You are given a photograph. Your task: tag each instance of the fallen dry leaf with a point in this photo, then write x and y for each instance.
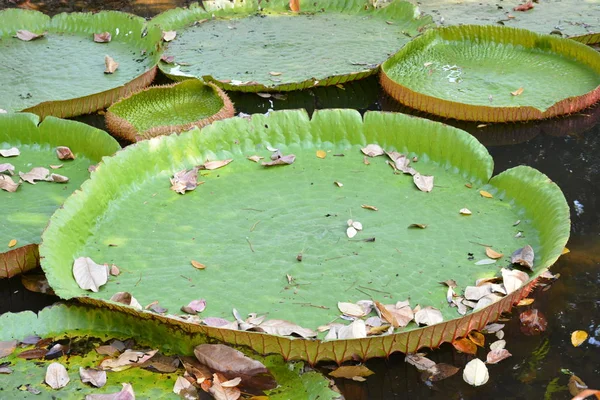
(210, 165)
(103, 37)
(88, 274)
(93, 376)
(12, 152)
(351, 372)
(523, 256)
(476, 373)
(110, 65)
(578, 338)
(169, 35)
(56, 376)
(64, 153)
(27, 36)
(185, 180)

## EXERCISE
Please return all of the material above exactly, minus any pictures.

## ANSWER
You are given a photograph. Your task: tag each instance of the fallen dry leaf with a point in this photo, then write x and y for each instance.
(210, 165)
(103, 37)
(88, 274)
(93, 376)
(12, 152)
(351, 372)
(523, 256)
(476, 373)
(110, 65)
(578, 338)
(169, 35)
(56, 376)
(64, 153)
(27, 36)
(185, 180)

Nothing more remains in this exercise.